### [Records supplied]

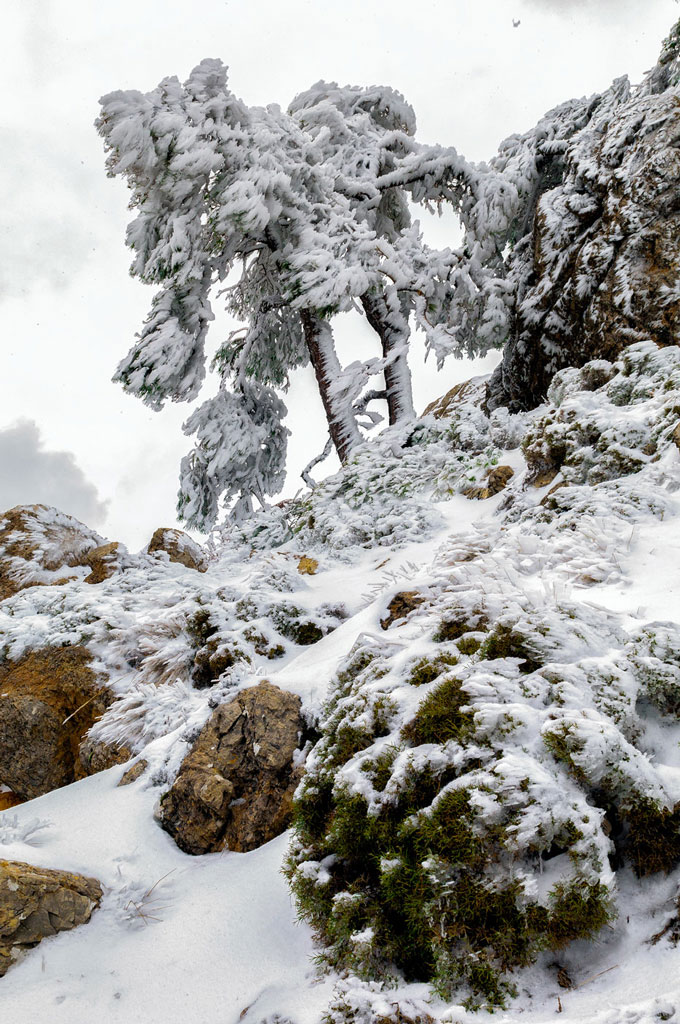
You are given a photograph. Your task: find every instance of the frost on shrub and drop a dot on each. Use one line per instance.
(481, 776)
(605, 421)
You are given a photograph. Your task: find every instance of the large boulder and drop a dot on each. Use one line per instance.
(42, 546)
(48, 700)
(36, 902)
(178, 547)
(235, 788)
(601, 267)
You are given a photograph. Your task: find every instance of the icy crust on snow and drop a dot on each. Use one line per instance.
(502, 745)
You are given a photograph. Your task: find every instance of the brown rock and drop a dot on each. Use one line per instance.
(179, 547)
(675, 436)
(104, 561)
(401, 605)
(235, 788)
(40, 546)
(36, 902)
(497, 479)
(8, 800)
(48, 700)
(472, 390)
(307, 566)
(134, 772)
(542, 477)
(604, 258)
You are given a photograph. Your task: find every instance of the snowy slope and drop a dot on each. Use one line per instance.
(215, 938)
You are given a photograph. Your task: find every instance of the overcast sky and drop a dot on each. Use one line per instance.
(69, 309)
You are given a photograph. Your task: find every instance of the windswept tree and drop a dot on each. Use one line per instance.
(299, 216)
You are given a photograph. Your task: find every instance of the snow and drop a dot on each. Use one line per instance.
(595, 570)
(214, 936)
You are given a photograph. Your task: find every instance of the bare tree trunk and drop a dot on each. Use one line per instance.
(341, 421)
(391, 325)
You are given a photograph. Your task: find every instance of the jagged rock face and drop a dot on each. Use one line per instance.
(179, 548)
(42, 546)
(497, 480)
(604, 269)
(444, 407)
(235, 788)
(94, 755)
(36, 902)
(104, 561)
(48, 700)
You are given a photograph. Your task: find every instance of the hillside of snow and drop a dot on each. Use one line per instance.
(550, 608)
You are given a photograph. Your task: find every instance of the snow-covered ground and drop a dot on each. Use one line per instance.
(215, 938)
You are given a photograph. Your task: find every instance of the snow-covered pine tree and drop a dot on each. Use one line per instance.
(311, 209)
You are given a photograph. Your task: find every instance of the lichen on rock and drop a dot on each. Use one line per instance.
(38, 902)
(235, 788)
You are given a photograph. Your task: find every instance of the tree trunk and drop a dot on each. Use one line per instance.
* * *
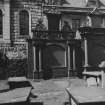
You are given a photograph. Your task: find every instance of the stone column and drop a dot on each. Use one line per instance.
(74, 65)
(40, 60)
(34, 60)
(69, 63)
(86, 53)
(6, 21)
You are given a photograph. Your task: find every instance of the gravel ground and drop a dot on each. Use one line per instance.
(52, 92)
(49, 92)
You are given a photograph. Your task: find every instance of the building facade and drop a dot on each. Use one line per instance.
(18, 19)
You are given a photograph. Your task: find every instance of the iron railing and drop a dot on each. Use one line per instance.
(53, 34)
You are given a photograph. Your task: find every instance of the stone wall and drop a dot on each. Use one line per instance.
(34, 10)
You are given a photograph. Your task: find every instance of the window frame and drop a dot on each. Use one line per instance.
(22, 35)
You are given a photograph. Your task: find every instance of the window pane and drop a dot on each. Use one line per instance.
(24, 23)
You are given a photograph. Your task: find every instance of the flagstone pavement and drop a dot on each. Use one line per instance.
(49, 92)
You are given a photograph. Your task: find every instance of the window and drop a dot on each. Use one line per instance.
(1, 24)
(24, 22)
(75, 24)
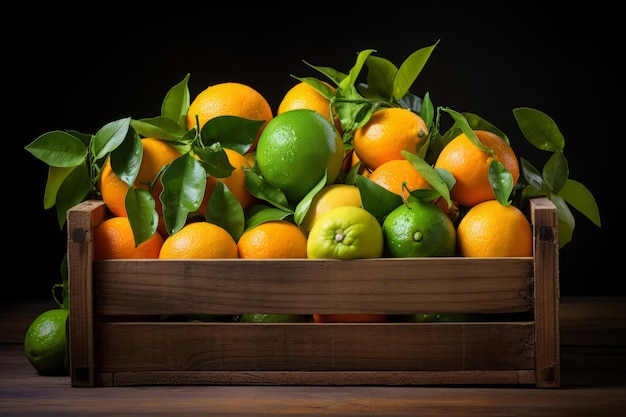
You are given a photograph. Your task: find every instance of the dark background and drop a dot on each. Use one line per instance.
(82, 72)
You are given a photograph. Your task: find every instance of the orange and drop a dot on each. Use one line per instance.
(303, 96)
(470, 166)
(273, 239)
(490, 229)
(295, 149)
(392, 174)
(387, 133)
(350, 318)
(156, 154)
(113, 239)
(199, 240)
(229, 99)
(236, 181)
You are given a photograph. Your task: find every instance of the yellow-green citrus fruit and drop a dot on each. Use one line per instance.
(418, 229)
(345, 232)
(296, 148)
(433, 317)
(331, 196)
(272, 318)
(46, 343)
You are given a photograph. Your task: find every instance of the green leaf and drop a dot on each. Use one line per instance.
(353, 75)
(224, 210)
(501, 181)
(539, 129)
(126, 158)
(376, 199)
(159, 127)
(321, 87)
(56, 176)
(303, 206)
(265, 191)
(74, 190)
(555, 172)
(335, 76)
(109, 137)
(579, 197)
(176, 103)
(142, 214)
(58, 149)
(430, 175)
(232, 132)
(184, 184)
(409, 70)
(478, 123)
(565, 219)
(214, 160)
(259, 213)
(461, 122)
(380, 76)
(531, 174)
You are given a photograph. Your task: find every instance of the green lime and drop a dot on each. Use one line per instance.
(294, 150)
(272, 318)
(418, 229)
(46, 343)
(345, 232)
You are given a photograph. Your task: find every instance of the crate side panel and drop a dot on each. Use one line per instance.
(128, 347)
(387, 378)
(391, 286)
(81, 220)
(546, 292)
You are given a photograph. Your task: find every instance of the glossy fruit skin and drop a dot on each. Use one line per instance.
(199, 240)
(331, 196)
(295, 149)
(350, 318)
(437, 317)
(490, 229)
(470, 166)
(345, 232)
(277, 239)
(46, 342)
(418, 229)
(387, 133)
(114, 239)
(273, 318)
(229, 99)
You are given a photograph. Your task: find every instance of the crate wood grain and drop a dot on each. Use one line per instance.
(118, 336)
==
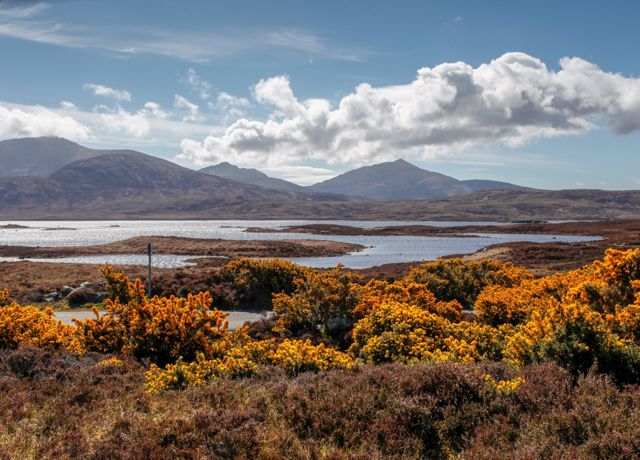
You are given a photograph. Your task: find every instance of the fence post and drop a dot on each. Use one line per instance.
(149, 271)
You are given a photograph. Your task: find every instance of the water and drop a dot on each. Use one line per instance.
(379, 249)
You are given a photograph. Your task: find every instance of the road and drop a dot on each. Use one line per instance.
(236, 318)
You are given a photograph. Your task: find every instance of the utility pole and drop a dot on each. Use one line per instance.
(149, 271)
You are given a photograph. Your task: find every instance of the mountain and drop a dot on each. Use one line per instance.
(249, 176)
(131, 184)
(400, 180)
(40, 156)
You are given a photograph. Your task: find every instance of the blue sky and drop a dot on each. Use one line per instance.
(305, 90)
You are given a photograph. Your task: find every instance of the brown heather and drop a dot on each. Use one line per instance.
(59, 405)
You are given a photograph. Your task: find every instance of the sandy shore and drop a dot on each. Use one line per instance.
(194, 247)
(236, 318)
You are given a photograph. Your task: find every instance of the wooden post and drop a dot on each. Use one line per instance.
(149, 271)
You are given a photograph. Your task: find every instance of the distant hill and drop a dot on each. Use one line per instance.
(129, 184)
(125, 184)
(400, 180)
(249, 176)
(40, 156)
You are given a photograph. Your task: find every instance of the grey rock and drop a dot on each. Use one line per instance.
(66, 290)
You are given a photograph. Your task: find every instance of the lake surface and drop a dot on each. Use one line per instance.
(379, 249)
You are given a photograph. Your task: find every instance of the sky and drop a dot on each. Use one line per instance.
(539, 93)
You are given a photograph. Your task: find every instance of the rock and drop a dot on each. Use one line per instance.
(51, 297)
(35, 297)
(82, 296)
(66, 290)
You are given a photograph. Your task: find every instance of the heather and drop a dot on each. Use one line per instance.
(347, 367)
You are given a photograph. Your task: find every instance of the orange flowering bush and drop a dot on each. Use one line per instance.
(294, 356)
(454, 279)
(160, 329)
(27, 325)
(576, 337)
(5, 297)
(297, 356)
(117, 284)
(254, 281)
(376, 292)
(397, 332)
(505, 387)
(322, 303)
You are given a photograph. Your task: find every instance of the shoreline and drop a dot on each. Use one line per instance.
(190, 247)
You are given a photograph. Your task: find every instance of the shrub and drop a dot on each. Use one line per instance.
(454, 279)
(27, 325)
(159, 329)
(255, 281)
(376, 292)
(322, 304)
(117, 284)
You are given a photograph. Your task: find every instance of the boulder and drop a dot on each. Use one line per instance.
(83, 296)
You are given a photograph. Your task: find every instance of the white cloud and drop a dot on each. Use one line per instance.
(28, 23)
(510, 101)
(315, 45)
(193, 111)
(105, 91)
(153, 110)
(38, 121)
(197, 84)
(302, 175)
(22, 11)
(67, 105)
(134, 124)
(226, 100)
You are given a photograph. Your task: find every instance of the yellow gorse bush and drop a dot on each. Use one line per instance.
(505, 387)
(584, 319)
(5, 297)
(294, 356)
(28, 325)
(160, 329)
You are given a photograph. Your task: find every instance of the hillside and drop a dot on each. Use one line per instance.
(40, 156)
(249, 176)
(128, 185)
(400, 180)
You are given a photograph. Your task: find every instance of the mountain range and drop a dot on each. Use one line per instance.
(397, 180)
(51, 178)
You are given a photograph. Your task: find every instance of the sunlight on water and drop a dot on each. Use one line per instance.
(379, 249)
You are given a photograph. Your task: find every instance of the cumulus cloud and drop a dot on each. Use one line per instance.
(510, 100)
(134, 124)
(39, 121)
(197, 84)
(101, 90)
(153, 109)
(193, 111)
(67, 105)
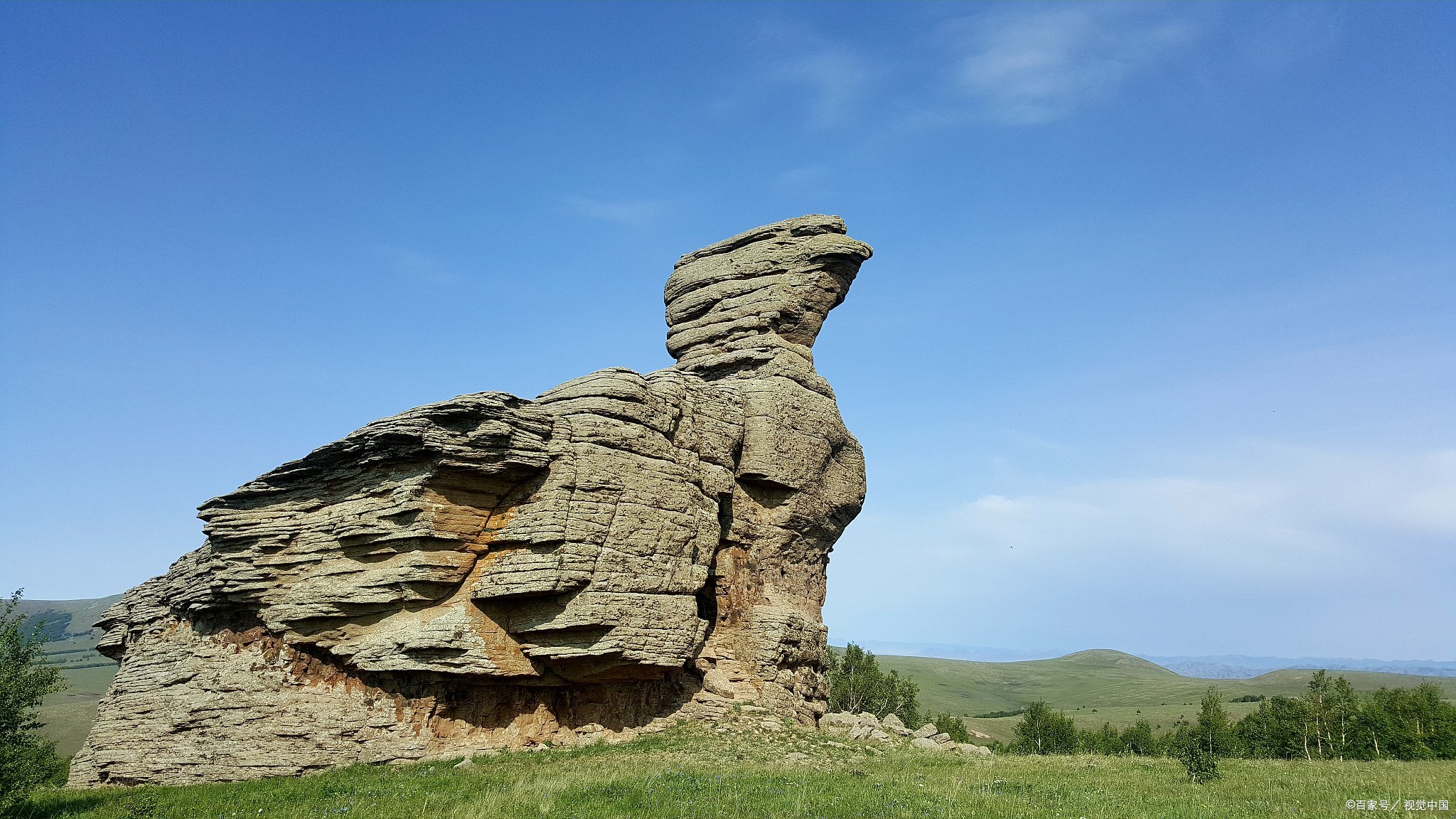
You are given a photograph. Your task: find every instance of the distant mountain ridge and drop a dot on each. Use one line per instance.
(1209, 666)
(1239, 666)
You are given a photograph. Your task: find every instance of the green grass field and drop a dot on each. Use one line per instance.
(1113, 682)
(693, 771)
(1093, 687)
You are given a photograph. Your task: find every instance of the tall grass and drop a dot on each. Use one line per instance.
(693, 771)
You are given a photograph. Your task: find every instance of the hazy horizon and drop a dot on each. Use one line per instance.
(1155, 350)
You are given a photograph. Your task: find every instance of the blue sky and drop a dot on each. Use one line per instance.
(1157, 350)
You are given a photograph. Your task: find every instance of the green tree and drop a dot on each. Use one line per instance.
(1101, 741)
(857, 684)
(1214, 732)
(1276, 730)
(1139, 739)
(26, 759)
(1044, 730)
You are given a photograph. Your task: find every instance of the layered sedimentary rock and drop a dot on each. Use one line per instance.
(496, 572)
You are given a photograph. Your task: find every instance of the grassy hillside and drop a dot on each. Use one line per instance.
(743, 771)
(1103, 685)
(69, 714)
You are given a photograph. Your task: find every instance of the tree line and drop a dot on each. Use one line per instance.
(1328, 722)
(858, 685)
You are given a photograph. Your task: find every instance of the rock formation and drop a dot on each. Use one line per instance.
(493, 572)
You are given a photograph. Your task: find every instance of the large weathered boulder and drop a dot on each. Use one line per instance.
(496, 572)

### [Task details]
Copy the listing word for word, starting at the line that contains "of the cumulus" and ending at the line that contains "(1157, 350)", with both of those lines included. Leave the pictures out of your copy.

### [Answer to this task]
You are given a photograph. Your task: find every instance of the cumulus cloud and drop a dot on each. Use one line per instance.
(510, 100)
(134, 124)
(39, 121)
(197, 84)
(101, 90)
(153, 109)
(193, 111)
(67, 105)
You are given a photograph. Your task: find every instance of the distant mountain ridge and drop a dot on each. Use one line per instance.
(1209, 666)
(1239, 666)
You are given a photograph. Your task: find every instance of the green grass field and drop a dot on each. Use one line per instance.
(1113, 682)
(693, 771)
(1093, 687)
You are given a photograph. Your task: find every instance of the tall grass and drop a dot on each. Use one line per instance.
(693, 771)
You are given a photograph. Your task: find every instance of the hazy horizon and drop a dot on each. Use one line per instance.
(1155, 350)
You are given a photograph. Your task: find every instance of the blue sky and drop a dot on each. Use one line per instance.
(1157, 350)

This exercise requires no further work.